> Extract:
BEGIN
Crime Cartels Wield ‘Unprecedented’ Influence in Southeast Asia

(Bloomberg) -- Transnational crime syndicates are raking in tens of billions of dollars a year selling everything from drugs to counterfeit goods as cartels outpace law enforcement to expand their influence across Southeast Asia, the United Nations has found.

Major crime groups operating in the region -- some based in Macau, China and Hong Kong -- have achieved "unprecedented influence" working in tandem with corrupt government officials and private enterprises, according to a new United Nations Office on Drugs and Crime report released Thursday.

“Profits have expanded and illicit money is increasingly moving through the regional casino industry and other large cash flow businesses,” Regional Representative Jeremy Douglas said in a statement. "While law enforcement and border management in the region are robust in some jurisdictions, they are effectively not functioning in others, and limited cross-border cooperation and corruption are serious problems."

The most profitable illicit business in the region is the sale of synthetic drugs like methamphetamine, an industry now worth $61.4 billion annually, or slightly less than the total gross domestic product of Myanmar, up from $15 billion in the UN’s 2013 report. The heroine trade meanwhile is valued at up to $10.3 billion per annum.

The surge in illegal drug sales appears to have been driven by the displacement of crime groups from China to northern Myanmar where "massive amounts of synthetic drugs, in particular methamphetamine, have been increasingly produced and trafficked," the report said.

Seizures Rise

But with drug sales up, so are seizures. From 2014 to 2018, the number of methamphetamine seizures in Laos, Myanmar and Cambodia have increased 925%, 870% and 700% respectively. According to preliminary figures, drug seizures throughout Southeast Asia for 2017 and 2018 together topped 200 tons, an all-time high, the UN said in the report.
END
> Given information:
BEGIN
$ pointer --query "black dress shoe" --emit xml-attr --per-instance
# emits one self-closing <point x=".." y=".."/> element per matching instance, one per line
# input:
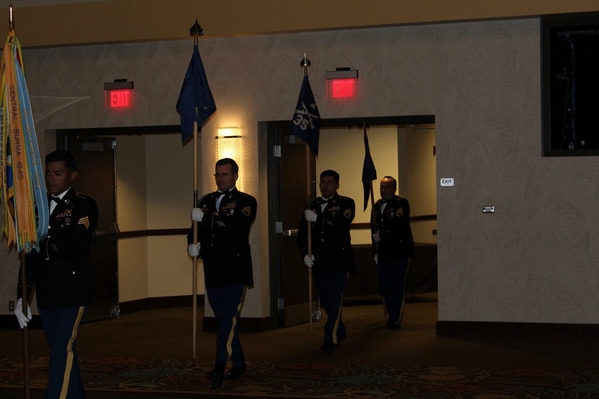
<point x="216" y="378"/>
<point x="235" y="372"/>
<point x="328" y="348"/>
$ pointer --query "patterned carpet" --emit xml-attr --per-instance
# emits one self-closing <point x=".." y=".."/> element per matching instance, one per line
<point x="133" y="377"/>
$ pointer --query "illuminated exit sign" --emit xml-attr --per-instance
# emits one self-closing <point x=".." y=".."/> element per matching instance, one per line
<point x="118" y="95"/>
<point x="342" y="84"/>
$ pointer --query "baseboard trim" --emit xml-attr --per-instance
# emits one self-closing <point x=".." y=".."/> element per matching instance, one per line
<point x="506" y="329"/>
<point x="247" y="324"/>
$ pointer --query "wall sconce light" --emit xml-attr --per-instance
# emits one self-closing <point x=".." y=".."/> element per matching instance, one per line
<point x="228" y="145"/>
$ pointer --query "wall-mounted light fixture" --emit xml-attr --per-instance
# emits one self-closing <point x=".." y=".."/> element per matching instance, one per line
<point x="342" y="84"/>
<point x="228" y="145"/>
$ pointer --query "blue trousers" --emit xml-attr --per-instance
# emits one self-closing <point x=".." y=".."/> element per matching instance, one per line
<point x="330" y="289"/>
<point x="392" y="286"/>
<point x="226" y="302"/>
<point x="60" y="328"/>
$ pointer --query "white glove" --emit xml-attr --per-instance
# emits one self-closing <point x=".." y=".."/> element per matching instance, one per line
<point x="309" y="260"/>
<point x="197" y="214"/>
<point x="310" y="215"/>
<point x="23" y="320"/>
<point x="193" y="250"/>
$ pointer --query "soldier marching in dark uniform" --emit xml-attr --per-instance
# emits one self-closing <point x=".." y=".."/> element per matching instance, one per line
<point x="332" y="259"/>
<point x="62" y="274"/>
<point x="393" y="246"/>
<point x="224" y="221"/>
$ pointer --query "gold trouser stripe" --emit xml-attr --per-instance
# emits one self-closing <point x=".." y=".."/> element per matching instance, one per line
<point x="232" y="332"/>
<point x="335" y="341"/>
<point x="70" y="356"/>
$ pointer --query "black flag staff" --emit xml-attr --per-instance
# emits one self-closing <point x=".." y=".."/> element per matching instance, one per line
<point x="305" y="63"/>
<point x="195" y="31"/>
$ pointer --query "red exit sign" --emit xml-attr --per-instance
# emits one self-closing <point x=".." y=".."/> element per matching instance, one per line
<point x="118" y="99"/>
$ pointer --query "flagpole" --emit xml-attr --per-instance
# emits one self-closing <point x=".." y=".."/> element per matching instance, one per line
<point x="370" y="177"/>
<point x="305" y="64"/>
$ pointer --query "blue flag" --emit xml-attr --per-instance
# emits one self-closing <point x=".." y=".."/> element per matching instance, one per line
<point x="306" y="119"/>
<point x="368" y="170"/>
<point x="195" y="101"/>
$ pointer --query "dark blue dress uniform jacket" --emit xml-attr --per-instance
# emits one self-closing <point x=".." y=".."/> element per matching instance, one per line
<point x="61" y="269"/>
<point x="331" y="241"/>
<point x="394" y="229"/>
<point x="224" y="238"/>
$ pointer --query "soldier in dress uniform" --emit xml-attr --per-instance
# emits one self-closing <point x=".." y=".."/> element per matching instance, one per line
<point x="224" y="219"/>
<point x="62" y="274"/>
<point x="332" y="258"/>
<point x="393" y="245"/>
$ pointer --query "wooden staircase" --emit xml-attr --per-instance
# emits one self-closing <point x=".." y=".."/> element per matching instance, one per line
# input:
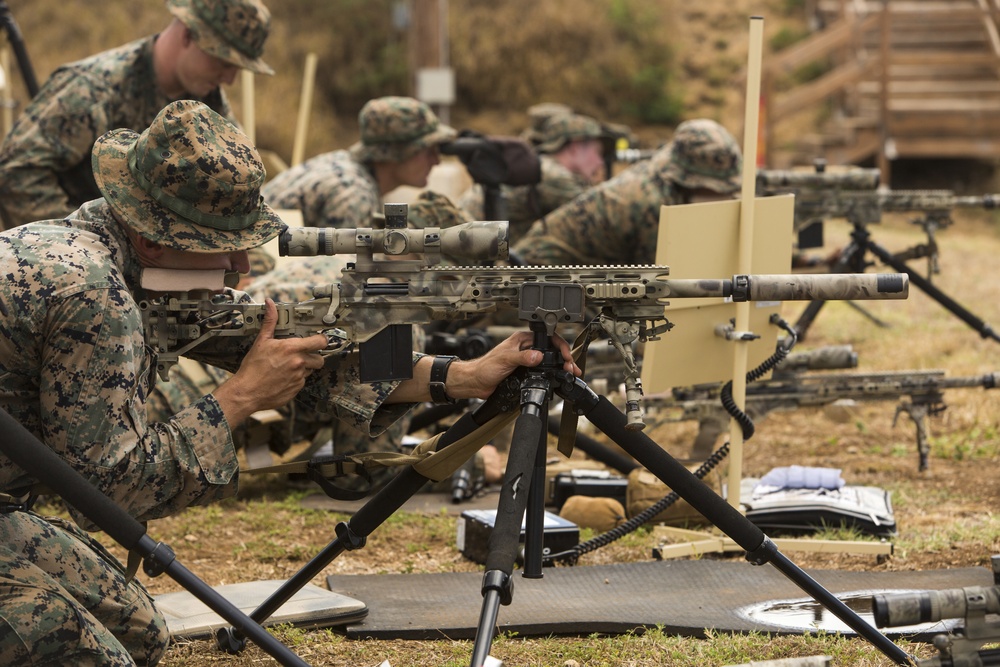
<point x="904" y="79"/>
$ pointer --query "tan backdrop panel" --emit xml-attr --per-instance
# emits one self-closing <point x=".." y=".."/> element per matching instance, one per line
<point x="291" y="217"/>
<point x="702" y="241"/>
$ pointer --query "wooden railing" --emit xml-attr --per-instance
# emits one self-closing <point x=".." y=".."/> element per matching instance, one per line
<point x="904" y="79"/>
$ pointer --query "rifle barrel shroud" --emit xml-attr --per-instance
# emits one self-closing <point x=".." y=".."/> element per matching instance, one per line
<point x="374" y="294"/>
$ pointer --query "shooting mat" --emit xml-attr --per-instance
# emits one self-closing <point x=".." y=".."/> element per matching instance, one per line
<point x="683" y="597"/>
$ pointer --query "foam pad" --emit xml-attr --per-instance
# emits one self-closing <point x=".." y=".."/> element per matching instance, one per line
<point x="310" y="607"/>
<point x="684" y="597"/>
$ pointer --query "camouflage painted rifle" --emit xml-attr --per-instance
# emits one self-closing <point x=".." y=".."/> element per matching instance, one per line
<point x="791" y="391"/>
<point x="855" y="196"/>
<point x="378" y="299"/>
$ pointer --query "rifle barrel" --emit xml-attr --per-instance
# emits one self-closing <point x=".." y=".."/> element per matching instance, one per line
<point x="797" y="287"/>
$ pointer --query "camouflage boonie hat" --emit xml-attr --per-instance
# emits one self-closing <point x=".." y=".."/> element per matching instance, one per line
<point x="432" y="209"/>
<point x="704" y="155"/>
<point x="261" y="262"/>
<point x="394" y="129"/>
<point x="191" y="181"/>
<point x="561" y="129"/>
<point x="538" y="114"/>
<point x="233" y="30"/>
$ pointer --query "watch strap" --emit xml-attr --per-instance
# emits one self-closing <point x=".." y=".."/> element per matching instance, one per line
<point x="439" y="376"/>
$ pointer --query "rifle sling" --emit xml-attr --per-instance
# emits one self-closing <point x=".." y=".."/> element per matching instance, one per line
<point x="568" y="420"/>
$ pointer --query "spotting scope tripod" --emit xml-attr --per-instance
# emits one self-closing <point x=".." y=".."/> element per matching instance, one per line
<point x="528" y="391"/>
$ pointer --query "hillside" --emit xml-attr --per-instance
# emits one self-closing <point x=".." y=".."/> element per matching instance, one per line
<point x="647" y="65"/>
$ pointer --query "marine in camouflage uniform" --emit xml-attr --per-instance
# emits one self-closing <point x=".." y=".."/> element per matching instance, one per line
<point x="45" y="168"/>
<point x="617" y="221"/>
<point x="292" y="282"/>
<point x="398" y="146"/>
<point x="77" y="372"/>
<point x="570" y="151"/>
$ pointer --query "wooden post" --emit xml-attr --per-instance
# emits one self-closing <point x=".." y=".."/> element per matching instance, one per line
<point x="6" y="98"/>
<point x="883" y="111"/>
<point x="750" y="123"/>
<point x="425" y="38"/>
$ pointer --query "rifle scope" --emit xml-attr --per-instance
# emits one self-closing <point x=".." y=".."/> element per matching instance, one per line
<point x="855" y="179"/>
<point x="470" y="241"/>
<point x="896" y="609"/>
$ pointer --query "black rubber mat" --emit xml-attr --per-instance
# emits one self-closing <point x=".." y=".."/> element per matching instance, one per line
<point x="684" y="597"/>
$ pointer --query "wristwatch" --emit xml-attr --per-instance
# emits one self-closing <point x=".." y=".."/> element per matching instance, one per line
<point x="439" y="374"/>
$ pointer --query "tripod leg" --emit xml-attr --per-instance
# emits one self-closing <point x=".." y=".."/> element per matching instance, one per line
<point x="353" y="534"/>
<point x="759" y="548"/>
<point x="504" y="542"/>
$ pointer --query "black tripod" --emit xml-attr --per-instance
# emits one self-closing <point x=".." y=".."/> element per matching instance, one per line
<point x="853" y="260"/>
<point x="522" y="496"/>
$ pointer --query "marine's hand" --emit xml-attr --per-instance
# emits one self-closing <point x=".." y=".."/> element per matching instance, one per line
<point x="272" y="373"/>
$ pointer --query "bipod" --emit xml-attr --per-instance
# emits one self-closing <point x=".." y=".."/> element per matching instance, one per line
<point x="525" y="468"/>
<point x="35" y="458"/>
<point x="522" y="494"/>
<point x="852" y="260"/>
<point x="353" y="534"/>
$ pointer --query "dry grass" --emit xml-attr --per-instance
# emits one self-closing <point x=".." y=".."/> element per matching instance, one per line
<point x="946" y="516"/>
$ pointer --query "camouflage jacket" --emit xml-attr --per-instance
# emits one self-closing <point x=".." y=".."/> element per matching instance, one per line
<point x="45" y="170"/>
<point x="331" y="190"/>
<point x="76" y="372"/>
<point x="615" y="222"/>
<point x="527" y="203"/>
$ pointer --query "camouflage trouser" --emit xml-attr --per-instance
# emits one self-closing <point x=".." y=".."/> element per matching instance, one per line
<point x="64" y="600"/>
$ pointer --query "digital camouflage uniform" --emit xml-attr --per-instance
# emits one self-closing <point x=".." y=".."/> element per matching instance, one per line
<point x="338" y="189"/>
<point x="45" y="160"/>
<point x="526" y="203"/>
<point x="617" y="221"/>
<point x="77" y="372"/>
<point x="293" y="282"/>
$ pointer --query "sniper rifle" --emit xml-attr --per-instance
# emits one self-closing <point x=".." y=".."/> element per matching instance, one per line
<point x="386" y="290"/>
END
> Prompt A:
List every specific dollar figure that the article on Southeast Asian crime cartels gives.
> Prompt B:
Continue the article on Southeast Asian crime cartels from the end of its final paragraph.
The items come from a separate source and are unrelated to the article on Southeast Asian crime cartels.

> Expected output A:
$61.4 billion, $15 billion, $10.3 billion

> Expected output B:
"Southeast Asia has an organized crime problem, and it is time to coalesce around solutions to address the conditions that have allowed illicit businesses to grow, and to secure and cooperate along borders,” the UN’s Douglas said.

Aside from drugs, crime groups are now also profiting from the sale of counterfeit goods including illicit tobacco, automobile parts, handbags and alcohol -- an industry that generates up to $35.9 billion annually, while falsified medicines are generating as much as $2.6 billion per year, the report found.

The trafficking of women and girls for sexual exploitation also "remains a serious problem in most countries in the region," said the report. With around half a million migrants estimated to be smuggled to Thailand each year, annual revenues are believed to be as much as $196 million.

"A lot of Asean is made up of weak states that really can’t govern," said Carl Thayer, emeritus professor at the University of New South Wales and an expert in Southeast Asia security. "You have got to have officials that are absolutely not corrupt, and that’s just on the front line."